__WHAT IS NEEDED__.
Copy out the records from their beginning through the line containing "679 0 722 152", both ends included, keeping the requests and offsetting every bounding-box coordinate in the answers by 17. Omit the pictures.

__RAW RECORDS__.

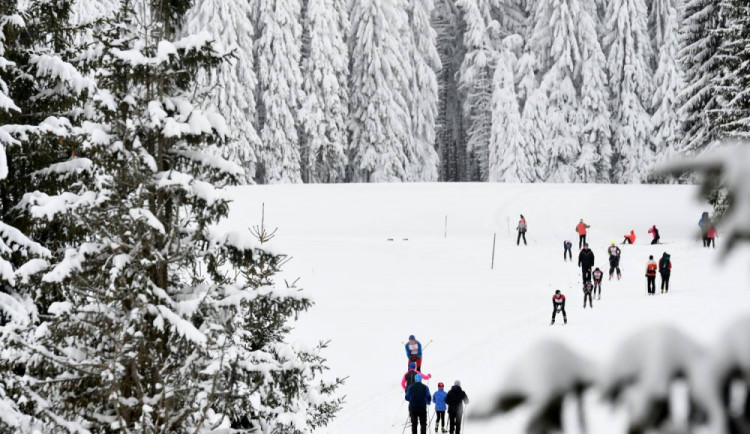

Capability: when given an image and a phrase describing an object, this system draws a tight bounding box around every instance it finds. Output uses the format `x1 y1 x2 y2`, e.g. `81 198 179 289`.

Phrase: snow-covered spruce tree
255 0 304 183
651 5 682 178
521 77 550 181
349 0 413 182
575 4 612 182
712 0 750 138
2 1 339 433
489 53 536 182
529 0 582 76
299 0 349 182
605 0 653 183
0 0 93 250
0 5 50 432
530 0 582 182
432 0 466 182
407 0 441 182
648 0 681 56
456 0 497 181
181 0 261 182
514 48 539 109
679 0 722 152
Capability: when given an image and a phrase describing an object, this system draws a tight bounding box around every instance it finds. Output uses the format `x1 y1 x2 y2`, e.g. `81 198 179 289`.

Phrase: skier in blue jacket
404 335 422 371
405 375 432 434
432 383 448 432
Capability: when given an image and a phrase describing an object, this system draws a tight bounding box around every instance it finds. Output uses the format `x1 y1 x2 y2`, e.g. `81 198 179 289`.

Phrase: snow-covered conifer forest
0 0 750 187
0 0 750 433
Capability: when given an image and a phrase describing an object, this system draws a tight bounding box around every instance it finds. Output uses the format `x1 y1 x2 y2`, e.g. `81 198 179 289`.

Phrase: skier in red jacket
550 289 568 325
646 255 659 295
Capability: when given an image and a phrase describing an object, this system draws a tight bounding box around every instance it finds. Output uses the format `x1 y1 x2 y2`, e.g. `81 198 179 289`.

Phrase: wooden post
490 232 497 270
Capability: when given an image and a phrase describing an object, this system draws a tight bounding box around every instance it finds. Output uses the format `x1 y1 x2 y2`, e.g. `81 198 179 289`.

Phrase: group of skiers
552 219 680 324
401 335 469 434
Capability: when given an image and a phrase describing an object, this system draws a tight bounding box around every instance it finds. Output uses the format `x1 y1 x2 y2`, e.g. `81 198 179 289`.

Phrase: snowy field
223 184 750 434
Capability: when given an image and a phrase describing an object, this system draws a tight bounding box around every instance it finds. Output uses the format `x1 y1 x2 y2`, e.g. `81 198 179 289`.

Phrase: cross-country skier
698 211 711 247
445 380 469 434
706 224 718 249
591 267 604 300
583 281 594 309
659 252 672 294
578 244 594 283
648 225 661 244
406 375 432 434
550 289 568 325
516 214 528 246
576 219 591 249
432 383 448 432
563 240 573 261
607 241 622 280
404 335 422 371
646 255 659 295
401 362 432 390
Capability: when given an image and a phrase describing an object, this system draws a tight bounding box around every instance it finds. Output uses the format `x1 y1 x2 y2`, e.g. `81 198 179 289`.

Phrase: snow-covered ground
227 184 750 434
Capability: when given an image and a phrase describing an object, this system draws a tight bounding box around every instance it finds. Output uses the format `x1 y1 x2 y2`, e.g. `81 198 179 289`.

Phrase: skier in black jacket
406 374 432 434
445 380 469 434
578 243 594 283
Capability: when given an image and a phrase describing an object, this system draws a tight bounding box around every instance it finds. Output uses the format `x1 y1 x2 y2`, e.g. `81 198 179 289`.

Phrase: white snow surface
225 183 750 434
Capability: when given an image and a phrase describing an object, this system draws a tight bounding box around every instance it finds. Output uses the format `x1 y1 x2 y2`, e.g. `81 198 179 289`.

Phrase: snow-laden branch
656 141 750 255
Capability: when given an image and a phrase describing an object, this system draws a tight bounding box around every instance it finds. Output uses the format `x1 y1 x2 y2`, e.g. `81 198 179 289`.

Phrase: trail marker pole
490 232 497 270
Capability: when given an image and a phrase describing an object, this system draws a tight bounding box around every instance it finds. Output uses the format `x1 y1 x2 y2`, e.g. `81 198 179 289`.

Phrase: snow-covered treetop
657 140 750 254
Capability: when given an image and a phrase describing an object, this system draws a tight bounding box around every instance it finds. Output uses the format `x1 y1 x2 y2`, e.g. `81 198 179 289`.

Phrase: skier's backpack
406 370 417 389
659 255 670 273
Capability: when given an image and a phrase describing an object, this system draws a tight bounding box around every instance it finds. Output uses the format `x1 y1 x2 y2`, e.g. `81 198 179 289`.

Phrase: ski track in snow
223 184 750 434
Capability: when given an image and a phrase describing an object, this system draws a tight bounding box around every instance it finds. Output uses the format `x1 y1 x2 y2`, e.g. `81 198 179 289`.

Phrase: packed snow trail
224 184 750 434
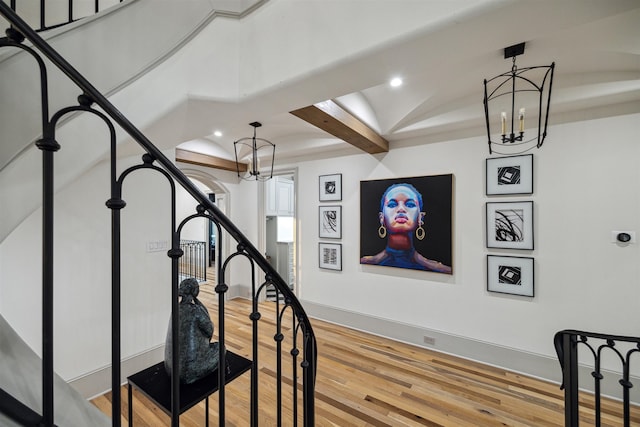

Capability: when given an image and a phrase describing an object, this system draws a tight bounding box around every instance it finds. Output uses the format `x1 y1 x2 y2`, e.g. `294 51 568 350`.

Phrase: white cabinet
265 176 295 216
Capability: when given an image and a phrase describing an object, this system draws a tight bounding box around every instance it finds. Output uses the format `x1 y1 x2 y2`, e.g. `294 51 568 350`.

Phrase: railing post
562 333 579 427
36 133 60 427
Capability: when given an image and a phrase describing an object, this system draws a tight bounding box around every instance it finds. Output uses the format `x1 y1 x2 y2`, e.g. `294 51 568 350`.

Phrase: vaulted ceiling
175 0 640 169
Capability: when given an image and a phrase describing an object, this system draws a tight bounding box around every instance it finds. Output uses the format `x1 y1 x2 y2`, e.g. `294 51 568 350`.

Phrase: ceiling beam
291 100 389 154
176 148 247 173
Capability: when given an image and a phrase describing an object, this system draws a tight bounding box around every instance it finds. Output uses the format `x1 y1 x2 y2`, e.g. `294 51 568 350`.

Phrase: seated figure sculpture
164 278 219 384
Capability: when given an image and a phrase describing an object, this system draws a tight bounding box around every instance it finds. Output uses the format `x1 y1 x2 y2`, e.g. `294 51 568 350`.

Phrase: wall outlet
147 240 169 252
611 230 636 244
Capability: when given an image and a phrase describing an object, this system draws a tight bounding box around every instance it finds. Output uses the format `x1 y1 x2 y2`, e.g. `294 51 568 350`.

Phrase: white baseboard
302 301 640 404
69 344 164 399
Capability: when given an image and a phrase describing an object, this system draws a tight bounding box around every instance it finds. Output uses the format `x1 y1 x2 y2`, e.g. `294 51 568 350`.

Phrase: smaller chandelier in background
483 43 555 154
233 122 276 181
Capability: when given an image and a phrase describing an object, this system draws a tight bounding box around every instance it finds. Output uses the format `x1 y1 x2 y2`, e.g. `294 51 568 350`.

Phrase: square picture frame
485 154 533 196
360 174 455 274
318 173 342 202
487 255 535 298
318 205 342 239
486 201 533 250
318 242 342 271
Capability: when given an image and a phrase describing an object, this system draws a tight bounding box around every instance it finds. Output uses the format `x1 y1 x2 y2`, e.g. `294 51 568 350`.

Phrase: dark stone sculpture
164 278 219 384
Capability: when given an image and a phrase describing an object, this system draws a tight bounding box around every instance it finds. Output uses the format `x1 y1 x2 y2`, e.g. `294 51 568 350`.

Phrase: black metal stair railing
9 0 123 31
553 329 640 427
0 1 317 427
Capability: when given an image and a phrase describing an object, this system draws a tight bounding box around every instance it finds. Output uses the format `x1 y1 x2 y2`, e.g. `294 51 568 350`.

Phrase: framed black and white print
318 242 342 271
486 154 533 196
319 173 342 202
319 206 342 239
487 201 533 249
487 255 534 297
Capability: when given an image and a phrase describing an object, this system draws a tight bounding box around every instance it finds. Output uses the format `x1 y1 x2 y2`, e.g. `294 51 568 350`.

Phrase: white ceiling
181 0 640 164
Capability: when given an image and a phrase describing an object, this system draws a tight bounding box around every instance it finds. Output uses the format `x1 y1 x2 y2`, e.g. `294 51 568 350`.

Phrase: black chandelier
233 122 276 181
483 43 555 154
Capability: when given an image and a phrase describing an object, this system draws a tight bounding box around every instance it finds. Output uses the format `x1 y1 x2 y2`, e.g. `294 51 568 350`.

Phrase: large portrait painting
360 174 453 274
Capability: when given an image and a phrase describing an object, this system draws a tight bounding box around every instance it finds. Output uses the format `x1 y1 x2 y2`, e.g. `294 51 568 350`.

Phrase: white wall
0 151 252 384
0 115 640 390
297 115 640 372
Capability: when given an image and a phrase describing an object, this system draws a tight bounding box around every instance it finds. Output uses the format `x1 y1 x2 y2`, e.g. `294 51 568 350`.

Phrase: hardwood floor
92 286 640 427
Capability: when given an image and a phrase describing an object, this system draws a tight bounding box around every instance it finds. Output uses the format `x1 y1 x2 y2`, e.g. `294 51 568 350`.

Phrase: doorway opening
264 171 297 301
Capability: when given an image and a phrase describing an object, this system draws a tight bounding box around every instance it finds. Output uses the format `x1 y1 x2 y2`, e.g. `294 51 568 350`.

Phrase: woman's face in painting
380 185 424 233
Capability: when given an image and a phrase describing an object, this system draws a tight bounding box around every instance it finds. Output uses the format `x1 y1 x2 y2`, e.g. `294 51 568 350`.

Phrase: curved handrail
0 2 311 340
0 1 317 425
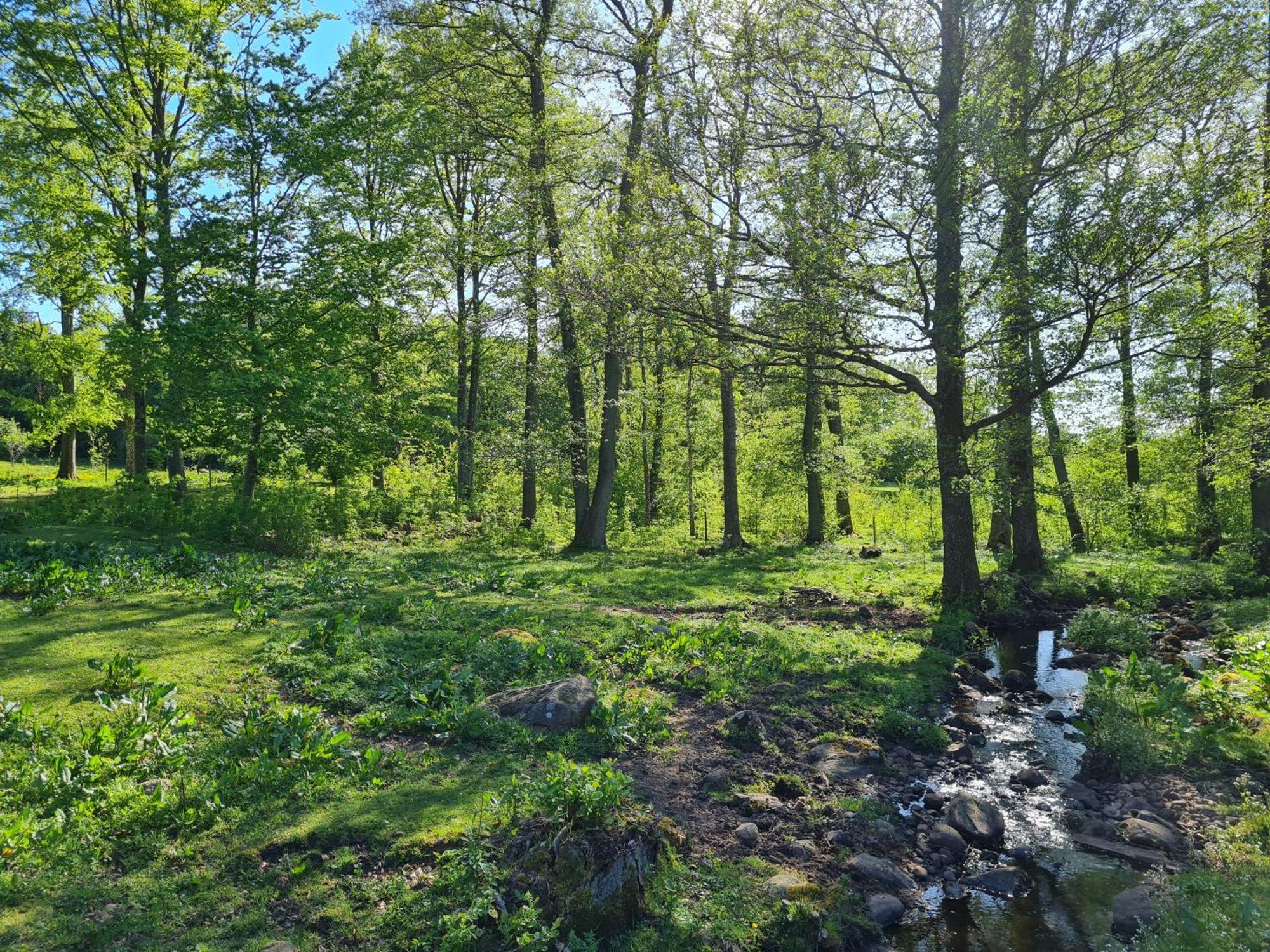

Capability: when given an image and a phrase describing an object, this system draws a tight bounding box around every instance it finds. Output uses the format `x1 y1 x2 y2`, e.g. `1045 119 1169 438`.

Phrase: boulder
737 790 781 814
785 839 817 859
1072 833 1168 866
481 674 596 730
701 767 732 793
1063 783 1102 810
724 711 767 740
865 892 904 929
944 793 1006 844
1120 816 1186 853
961 866 1031 899
1054 651 1110 671
806 740 881 783
944 711 983 734
927 823 966 859
763 869 815 899
1111 886 1160 941
847 853 917 891
952 664 1001 694
1001 668 1036 691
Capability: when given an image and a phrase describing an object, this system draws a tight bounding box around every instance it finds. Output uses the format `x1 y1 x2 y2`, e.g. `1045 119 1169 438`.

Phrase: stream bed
895 628 1142 952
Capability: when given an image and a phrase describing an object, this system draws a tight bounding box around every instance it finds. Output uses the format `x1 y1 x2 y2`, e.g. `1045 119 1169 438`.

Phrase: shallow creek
895 630 1140 952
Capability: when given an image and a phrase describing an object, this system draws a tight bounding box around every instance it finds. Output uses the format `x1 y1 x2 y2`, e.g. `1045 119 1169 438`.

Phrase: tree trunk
455 268 472 503
1195 253 1222 553
824 391 855 536
1001 0 1045 575
1116 287 1142 493
1250 22 1270 575
574 7 674 550
801 352 824 546
646 348 665 526
931 0 980 609
521 250 538 529
683 362 697 538
1031 327 1088 552
57 291 79 480
526 0 591 539
464 265 483 514
243 411 264 499
987 423 1011 552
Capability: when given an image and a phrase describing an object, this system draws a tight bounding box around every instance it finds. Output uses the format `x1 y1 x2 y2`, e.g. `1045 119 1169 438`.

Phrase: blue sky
305 0 361 76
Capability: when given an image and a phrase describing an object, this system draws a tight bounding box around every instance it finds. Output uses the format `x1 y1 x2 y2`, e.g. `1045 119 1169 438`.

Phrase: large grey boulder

__FULL RESPONSE__.
Capability: when given an image and a phrase describing an object, this system draws a tight bounding box around every instance it finds. Output uses the format `x1 y1 x2 y2`, e.g. `81 198 179 289`.

Phrase: snow-covered spruce tree
272 17 321 200
668 22 699 195
538 94 567 198
366 17 430 199
592 21 629 199
729 17 767 155
19 18 356 450
506 70 553 199
546 17 599 93
316 17 366 199
622 17 670 200
17 17 110 267
17 22 67 449
547 17 599 199
449 17 483 199
424 17 458 199
665 17 698 73
473 17 514 198
198 17 278 199
531 65 556 126
696 17 739 169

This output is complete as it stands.